━━━ DATA FOR THIS EXERCISE ━━━
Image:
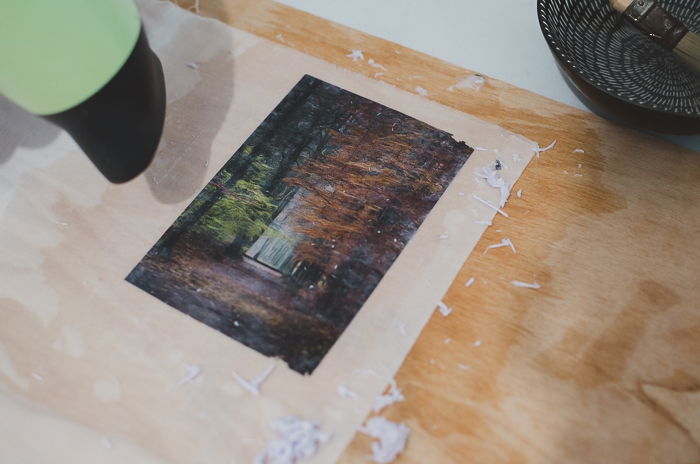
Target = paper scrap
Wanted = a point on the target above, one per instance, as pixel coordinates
(505, 242)
(345, 392)
(391, 438)
(356, 55)
(517, 283)
(487, 203)
(444, 309)
(473, 82)
(296, 439)
(539, 150)
(394, 395)
(253, 386)
(192, 371)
━━━
Rewrite the records with "paper scrap" switched to "torn paper" and everything else left unchanged. Omit the pictures from your output.

Image:
Target = torn paper
Wanted = a point on the target above, one per instance, as pixel coordinates
(505, 242)
(345, 392)
(391, 438)
(356, 55)
(517, 283)
(487, 203)
(444, 309)
(473, 82)
(296, 439)
(539, 150)
(394, 395)
(253, 386)
(192, 371)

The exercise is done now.